Start SOURCE PASSAGE

Where no DT50 was reported, but DFR values (raw data) were available, the DT50 was calculated using the ‘Computer assisted kinetic evaluation’ (CAKE) software, version 3.4 (Tessella Technology and Consulting. Computer Assisted Kinetic Evaluation CAKE version 3.4. Available online: https://www.tessella.com/showcase/computer‐assisted‐kinetic‐evaluation), a tool which implements both the FOCUS Kinetics (FOCUS, 2006) and the NAFTA Guidance (NAFTA, 2015) to generate degradation kinetics. In cases where DT50 was reported in the study and raw data were available, the DT50 was calculated as well using CAKE.

Regarding the meteorological conditions, it was considered that the climate classification according to Köppen–Geiger should be included for each case in order to have additional information regarding the representativeness of the test conditions in relation to the European climatic conditions. The available ‘Country/Region’ and ‘Location’ data were used for this purpose. The assignment was performed using the Köppen–Geiger high‐resolution map and data of March (2017) available for Google Earth Pro (v.7.3.3.7786) (World maps of Köppen–Geiger climate classification). When available, location data allowed for a more precise classification. In case of the availability of only country/region data, the classification reported all the ‘main climates’ as per Köppen–Geiger.

In addition, any specific remarks were captured if considered to be useful for the analysis.

The parameters/information captured were characterised as A, B and C based on whether they were considered necessary for further evaluation (Table 4 of the protocol in Annex C), i.e.:

  1. Parameters necessary to trust that the DT50, as derived per study, is a reliable value.
  2. Parameters necessary for further evaluation/interpretation/analysis of DT50 values, e.g. for a refinement of the default DT50 (differences indoor/field, applicability for European climate, influence of climate, etc.).
  3. Additional parameters extracted (primarily less relevant for DT50 evaluation, but to be collected for reason of completeness).

The data extraction step led to 198 DT50 values in total.

The DT50 values, concluded as reliable, were analysed in order to provide descriptive statistics information (e.g. mean, median, 75th and 95th percentiles). For the statistical analysis conducted in the context of the outsourced data collection, the software GraphPad Prism (Version 8.4.3) was used. Additional analysis was conducted by the WG using MS Excel and the R software environment for statistical computing and graphics; figures were produced using the ggplot2 package for R.

End SOURCE PASSAGE
Start PROVIDED RECORDS

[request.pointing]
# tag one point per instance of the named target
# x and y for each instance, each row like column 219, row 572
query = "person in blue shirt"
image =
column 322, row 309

End PROVIDED RECORDS

(TASK BRIEF):
Please condense the paragraph of the passage on DT50 values that begins "Regarding the meteorological conditions" into a short bulleted list that keeps its main facts. The material has no connection to the passage on DT50 values.

(ANSWER TO THIS PROBLEM):
- A Köppen–Geiger climate classification was added for each case to show how well the test conditions represented European climates.
- The classification was based on the available "Country/Region" and "Location" data.
- It was assigned using the Köppen–Geiger high-resolution map and data of March (2017) for Google Earth Pro (v.7.3.3.7786).
- Location data allowed a more precise classification.
- Where only country or region data existed, all the Köppen–Geiger "main climates" were reported.